The episode was watched by 2.97 million viewers and received mixed reviews from critics.

==Plot==
The episode opens with Chanel (Emma Roberts) talking about "Chanel-o-ween", where she gives her Instagram followers presents in celebration of Halloween. Some footage shows the girls receiving their present with their reactions being filmed. Some of the presents include a box filled with blood, a box of moths and apples with razors inside of them.

Detective Chisolm (Jim Clock) is interviewing Dean Cathy Munsch (Jamie Lee Curtis), asking if she saw the Red Devil enter the house. Wes (Oliver Hudson) and Gigi (Nasim Pedrad) argue that she's the killer. Denise (Niecy Nash) rushes into the house and tells everyone about the attempted murder of Caulfield (Evan Paley) and says when they get fingerprints from the chainsaw that they'll find them to be Zayday (Keke Palmer)'s. Meanwhile, Grace (Skyler Samuels) and Pete (Diego Boneta) drive to a trailer which is owned by Mandy who tells them what happened 20 years ago. In a flashback to 1995, Mandy and her sorority sisters are forced to wear hoods while Cathy drives to a location to bury Sophia (McKaley Miller)'s body. Cathy tells them to leave the university immediately and never contact each other again. Then they throw her body in the hole. Back in the present, Mandy says one of the sisters killed herself, another was institutionalized and another made it into FOX News. She then reveals that the bathtub baby is a girl, much to Grace's confusion as she believed the Red Devil was Chad Radwell (Glen Powell). Later that night, Mandy is watching a horror movie when someone knocks on her door, she grabs a baseball bat and opens the door to find no one there. Soon she hears knocking from outside all around the caravan. She turns on the light and while looking in the mirror she sees the Red Devil pull out a knife behind her as she is heard screaming.

At the coffee shop, Earl (Lucien Laviscount) tells Zayday that he heard that she was running for president and gives her advice. Later on in Kappa house, Zayday announces she's running for Kappa president against Chanel, which angers her and makes her vow vendetta. In her closet, Chanel, Chanel #5 (Abigail Breslin) and Chanel #3 (Billie Lourd) decide to have their own Pumpkin Patch to undermine Zayday's candidacy. During lunchtime at the university's cafeteria, Chanel and her minions are handing out flyers for their Pumpkin Patch and they run into a guy named Tommy (who is wearing a shirt with a Psi Theta Gamma fraternity) and his friends who make disrespectful remarks toward the ladies. Hester / Chanel #6 (Lea Michele) kicks Tommy in his groin area, leading the Chanels to beat them all up.

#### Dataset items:
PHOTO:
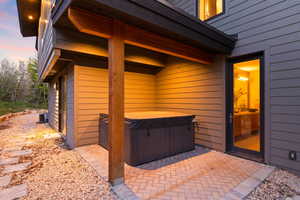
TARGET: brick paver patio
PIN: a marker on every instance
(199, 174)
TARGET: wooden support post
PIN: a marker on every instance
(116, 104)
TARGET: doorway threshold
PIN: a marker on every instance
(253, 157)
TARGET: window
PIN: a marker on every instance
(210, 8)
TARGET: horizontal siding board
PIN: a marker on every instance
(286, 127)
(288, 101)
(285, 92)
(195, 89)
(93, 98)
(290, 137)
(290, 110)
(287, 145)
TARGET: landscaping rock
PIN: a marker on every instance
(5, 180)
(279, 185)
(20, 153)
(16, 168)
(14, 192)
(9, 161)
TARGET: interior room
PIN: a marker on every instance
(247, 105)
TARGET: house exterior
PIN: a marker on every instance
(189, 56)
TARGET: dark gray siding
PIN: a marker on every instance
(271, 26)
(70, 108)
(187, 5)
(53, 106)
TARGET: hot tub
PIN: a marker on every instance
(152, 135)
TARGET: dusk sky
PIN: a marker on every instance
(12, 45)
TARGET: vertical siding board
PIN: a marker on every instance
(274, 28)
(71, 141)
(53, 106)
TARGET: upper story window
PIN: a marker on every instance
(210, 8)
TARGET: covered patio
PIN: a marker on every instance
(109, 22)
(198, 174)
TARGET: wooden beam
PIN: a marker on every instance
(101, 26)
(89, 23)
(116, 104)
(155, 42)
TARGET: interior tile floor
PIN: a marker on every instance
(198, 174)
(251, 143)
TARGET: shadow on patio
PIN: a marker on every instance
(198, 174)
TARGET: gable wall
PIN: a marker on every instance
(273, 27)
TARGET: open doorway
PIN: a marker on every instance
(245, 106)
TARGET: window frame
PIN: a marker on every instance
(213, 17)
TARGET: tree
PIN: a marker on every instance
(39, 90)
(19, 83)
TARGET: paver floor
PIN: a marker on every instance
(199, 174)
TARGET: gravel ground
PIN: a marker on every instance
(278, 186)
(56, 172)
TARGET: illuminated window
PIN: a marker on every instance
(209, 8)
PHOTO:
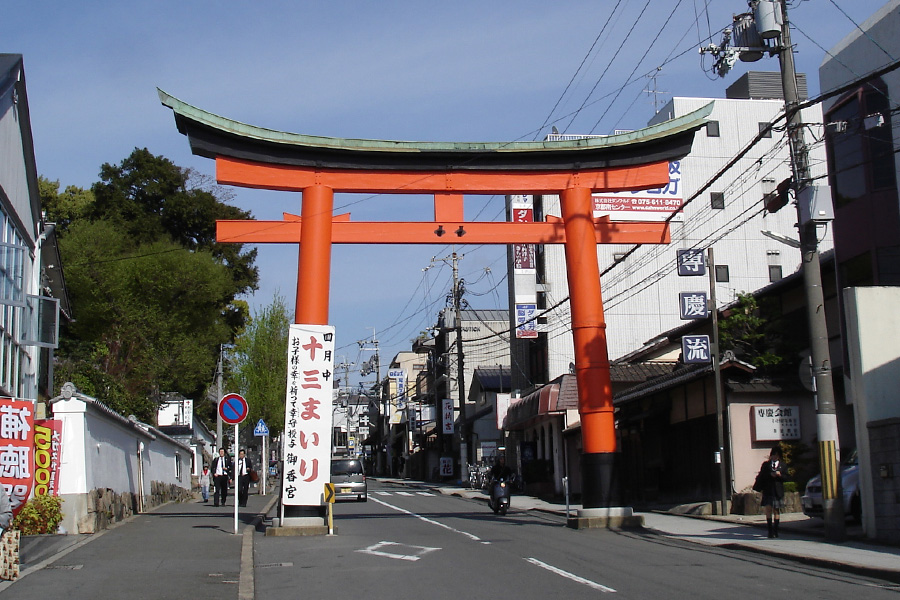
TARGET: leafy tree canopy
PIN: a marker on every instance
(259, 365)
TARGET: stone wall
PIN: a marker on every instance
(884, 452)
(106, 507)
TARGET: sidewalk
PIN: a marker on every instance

#### Problem requirements:
Swap "mixed reviews" for "favorable reviews" and reproduce the episode summary starting with "The episode was" and going on through "inside of them.". The dataset items are not required for this exercise.

#### Solution to the problem:
The episode was watched by 2.97 million viewers and received favorable reviews from critics.

==Plot==
The episode opens with Chanel (Emma Roberts) talking about "Chanel-o-ween", where she gives her Instagram followers presents in celebration of Halloween. Some footage shows the girls receiving their present with their reactions being filmed. Some of the presents include a box filled with blood, a box of moths and apples with razors inside of them.